### Task details:
Retype the data exactly. Spelling and punctuation stay as they are.

### Source data:
################
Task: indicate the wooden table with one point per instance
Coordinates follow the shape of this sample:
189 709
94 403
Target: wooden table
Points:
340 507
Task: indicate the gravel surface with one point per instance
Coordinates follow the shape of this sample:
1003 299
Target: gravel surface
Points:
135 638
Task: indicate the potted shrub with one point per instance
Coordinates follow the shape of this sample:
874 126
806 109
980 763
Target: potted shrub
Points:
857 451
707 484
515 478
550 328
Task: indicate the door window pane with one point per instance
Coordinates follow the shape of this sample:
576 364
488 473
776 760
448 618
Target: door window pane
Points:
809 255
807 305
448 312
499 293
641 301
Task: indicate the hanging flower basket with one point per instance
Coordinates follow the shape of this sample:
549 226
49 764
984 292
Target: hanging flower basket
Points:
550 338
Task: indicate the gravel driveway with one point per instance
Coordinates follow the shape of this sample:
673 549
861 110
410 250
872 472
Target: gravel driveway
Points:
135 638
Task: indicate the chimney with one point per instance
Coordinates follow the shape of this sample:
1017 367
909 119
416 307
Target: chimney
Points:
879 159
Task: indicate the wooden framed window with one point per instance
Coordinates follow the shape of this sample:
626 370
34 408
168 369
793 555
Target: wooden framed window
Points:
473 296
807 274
################
### Result of the task:
Task: indicate the wooden table with one point per instance
Coordinates follow the shape of this sample:
189 709
94 403
Target: wooden table
Points:
340 507
Task: indicate the gravel surface with one point per instance
Coordinates follow the shape of this sample:
1003 299
Target: gravel surface
Points:
135 638
Task: indicate the potted shrub with one point per instance
Coordinates follow the shape of this sample:
874 126
806 109
980 763
Target: potted shrub
Points:
857 451
707 484
515 478
550 328
Task: indicate the door window pane with one point per instance
Coordinates follow the shape of this sample:
576 364
488 473
776 760
448 618
Target: door window pane
Points:
809 255
807 305
448 312
499 293
641 301
Task: indicate the hanging flower basket with one point per instance
Coordinates follow the shape of this sample:
549 226
49 764
984 292
Target: hanging flower basket
Points:
550 338
Task: indicate the gravel driveway with one point per instance
Coordinates follow the shape of this sample:
673 549
861 110
410 250
872 472
Target: gravel driveway
Points:
135 638
Task: indicate the chimney with one point per instance
Coordinates follow the shape of this sample:
1017 367
909 119
416 307
Target: chimney
Points:
879 159
Task: indicate the wooden framed window with one point per instance
Coordinates follow the shape of this sample:
626 370
34 408
168 369
793 555
Target: wooden framed window
Points:
473 296
807 274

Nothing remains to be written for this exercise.